TASK DETAILS:
Needed from the data below: every line from the one with "Point out the dark" up to and including the one with "Point out the green", repeated exactly and with nothing else.

[Saved entries]
Start of Block
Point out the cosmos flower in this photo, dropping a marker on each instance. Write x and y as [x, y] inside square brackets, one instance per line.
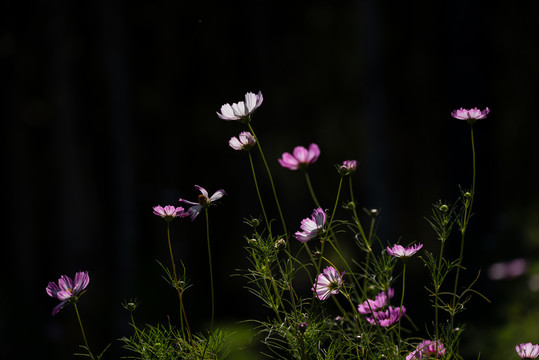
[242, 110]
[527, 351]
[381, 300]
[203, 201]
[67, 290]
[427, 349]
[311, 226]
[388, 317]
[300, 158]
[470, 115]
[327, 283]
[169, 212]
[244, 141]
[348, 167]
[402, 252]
End of Block
Start of Block
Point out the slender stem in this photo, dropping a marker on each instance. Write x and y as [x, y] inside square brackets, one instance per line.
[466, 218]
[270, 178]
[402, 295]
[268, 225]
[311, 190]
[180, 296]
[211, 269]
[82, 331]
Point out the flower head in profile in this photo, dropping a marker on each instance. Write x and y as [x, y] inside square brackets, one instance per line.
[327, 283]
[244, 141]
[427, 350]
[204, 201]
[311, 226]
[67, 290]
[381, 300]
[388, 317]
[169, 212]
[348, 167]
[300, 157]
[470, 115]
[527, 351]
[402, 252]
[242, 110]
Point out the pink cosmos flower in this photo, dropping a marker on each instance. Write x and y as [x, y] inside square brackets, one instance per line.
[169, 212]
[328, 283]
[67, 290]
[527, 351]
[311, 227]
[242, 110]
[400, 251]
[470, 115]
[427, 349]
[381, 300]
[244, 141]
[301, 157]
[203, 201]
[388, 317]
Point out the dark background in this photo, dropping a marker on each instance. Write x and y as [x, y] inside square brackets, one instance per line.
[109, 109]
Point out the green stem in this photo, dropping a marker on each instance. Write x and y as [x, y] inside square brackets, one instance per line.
End of Block
EXERCISE ANSWER:
Point out the dark background in this photo, dropping a marker on each instance. Write x and y as [x, y] inside square brackets, one instance per line.
[109, 109]
Point out the green stem in this photo, dropping a marker on each instance. Write x and y as [x, y] inside square brackets, one instance per line.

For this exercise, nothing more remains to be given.